→ **Document segment**
It is important to know what codependency and people pleasing looks like in your daily life; then you can effectively identify if you are operating in these patterns. Codependency can be defined as a pattern of thinking, coping, life, and relationship skills, where you allow another person’s behaviors to affect you. You become focused on saving, fixing, comforting, enabling, protecting, and rescuing them; you are consumed by what they think and how they feel. The behaviors of codependency include: walking on eggshells, avoiding confrontation and disapproval, making decisions based on emotions that you may know are wrong, and shielding others from consequences. If you have identified any of these patterns in your life, there are counseling services available to you and your family.
Codependent behaviors are a response to the behaviors of an individual who is causing pain and stress in any area including the workplace, family, school, friends, or church. Most of us operate in some areas of our life with the traits of codependency, as it is a challenge for many of us to not be people pleasers, but a God pleaser. Many people make codependency a coping skill pattern that controls their life and affects their relationship with self, others, and God.
Codependent behaviors were developed to survive your life experiences. They were created as a means of self protection and formed faulty thinking patterns and core beliefs that drove you into behaviors that may sabotage your life and relationships. These coping skills are destructive to the person operating in codependency, and to the person they are enabling. You must learn how to say “no,” “I refuse,” to the individual who is displaying unhealthy life, and relationship skills, blaming, manipulating, controlling, using, and abusing you. You must establish boundaries and allow natural consequences in place of rescuing.

→ **Stored data entries**
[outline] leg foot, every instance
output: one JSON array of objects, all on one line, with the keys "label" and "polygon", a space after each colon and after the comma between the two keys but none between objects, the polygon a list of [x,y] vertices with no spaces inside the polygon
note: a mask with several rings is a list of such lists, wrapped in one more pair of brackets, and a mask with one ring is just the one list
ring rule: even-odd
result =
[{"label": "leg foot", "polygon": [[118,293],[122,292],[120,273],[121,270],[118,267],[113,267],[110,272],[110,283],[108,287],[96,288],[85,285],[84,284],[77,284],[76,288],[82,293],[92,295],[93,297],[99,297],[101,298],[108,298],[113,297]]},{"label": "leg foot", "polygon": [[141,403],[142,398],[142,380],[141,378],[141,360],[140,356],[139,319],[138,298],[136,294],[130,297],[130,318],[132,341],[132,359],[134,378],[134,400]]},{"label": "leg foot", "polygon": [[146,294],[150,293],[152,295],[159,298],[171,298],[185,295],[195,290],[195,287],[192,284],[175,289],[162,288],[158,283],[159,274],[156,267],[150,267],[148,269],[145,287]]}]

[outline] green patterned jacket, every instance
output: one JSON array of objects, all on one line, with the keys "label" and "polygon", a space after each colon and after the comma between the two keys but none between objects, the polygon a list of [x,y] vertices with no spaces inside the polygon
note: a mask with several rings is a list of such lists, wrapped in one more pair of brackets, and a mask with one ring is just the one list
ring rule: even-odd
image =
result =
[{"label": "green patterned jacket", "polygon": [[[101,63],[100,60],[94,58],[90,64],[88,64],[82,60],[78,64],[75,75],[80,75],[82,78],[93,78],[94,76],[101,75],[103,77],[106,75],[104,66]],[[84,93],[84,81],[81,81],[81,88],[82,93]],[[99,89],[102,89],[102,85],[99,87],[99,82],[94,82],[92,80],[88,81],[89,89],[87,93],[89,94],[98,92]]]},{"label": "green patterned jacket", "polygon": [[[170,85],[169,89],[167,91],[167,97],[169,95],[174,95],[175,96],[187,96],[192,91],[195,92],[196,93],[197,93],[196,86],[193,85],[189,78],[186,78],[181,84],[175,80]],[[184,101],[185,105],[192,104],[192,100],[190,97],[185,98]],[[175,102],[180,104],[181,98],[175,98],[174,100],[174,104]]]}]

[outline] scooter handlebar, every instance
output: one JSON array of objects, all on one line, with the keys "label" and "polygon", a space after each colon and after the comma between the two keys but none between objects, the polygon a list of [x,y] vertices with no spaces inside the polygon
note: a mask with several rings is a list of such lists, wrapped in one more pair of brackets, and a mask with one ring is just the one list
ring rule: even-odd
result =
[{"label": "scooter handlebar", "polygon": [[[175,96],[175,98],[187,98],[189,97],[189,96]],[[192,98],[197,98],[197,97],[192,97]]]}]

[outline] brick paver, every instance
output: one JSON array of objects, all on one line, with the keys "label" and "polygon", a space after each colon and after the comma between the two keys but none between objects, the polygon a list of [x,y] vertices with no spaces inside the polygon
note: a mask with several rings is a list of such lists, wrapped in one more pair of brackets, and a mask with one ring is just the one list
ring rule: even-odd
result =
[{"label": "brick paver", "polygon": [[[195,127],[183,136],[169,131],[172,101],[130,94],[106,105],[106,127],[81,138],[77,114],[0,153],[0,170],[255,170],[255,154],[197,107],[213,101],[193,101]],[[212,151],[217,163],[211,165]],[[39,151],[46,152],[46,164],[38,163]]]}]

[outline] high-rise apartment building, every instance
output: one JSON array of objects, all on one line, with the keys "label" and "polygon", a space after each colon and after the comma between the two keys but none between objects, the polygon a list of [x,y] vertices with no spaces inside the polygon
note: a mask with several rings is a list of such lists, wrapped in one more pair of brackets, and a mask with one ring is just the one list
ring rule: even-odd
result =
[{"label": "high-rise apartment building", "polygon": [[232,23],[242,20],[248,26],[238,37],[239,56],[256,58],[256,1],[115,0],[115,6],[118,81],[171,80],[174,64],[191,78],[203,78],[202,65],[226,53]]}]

→ **Actions to take**
[A] In the text on codependency, what does it say you must set up and allow in place of rescuing?
[B] Carry the text on codependency forward, starting right after its last sentence.

→ **Task-by-task results**
[A] You must set up boundaries and allow natural consequences.

[B]
Codependency allows and supports bad, unhealthy, and ungodly behaviors. You may be codependent with your parents, husbands/wives, bothers/sisters, girlfriends/boyfriends, children/adult children, friends, employers/coworkers, and church leaders/members. These behavior patterns are founded on fear based thinking and you become hyper vigilant to hold everything, and everyone together while protecting yourself. Your trust is not grounded in God when you operate in a fear based thinking patterns, striving to control circumstances, and people.
When you operate in codependency you do not focus on God, but put yourself and others before Him. Thus, you operate in a form of idolatry and remove God from His throne, while placing yourself in the driver’s seat. You do this erroneously to self-protect and meet your needs in unhealthy and ungodly ways. This is how you depend on self… taking God off His throne; you place yourself on the throne to solve every problem and be in control of situations.
God created us to need each other, to be in relationship with Him and each other. As a society we are dependent on each other to survive. However, there is a huge difference between healthy dependency on others and codependency. We depend on others who are close to us to accomplish goals in our lives, but when we are codependent we are enabling unacceptable behaviors in order to appease a person who is causing harm or disruption in order to avoid being rejected. All of the characteristics of codependency are contrary to the Word of God. Many Christians confuse operating in grace, mercy, and forgiveness with a lack of boundaries, consequences for actions, and discernment.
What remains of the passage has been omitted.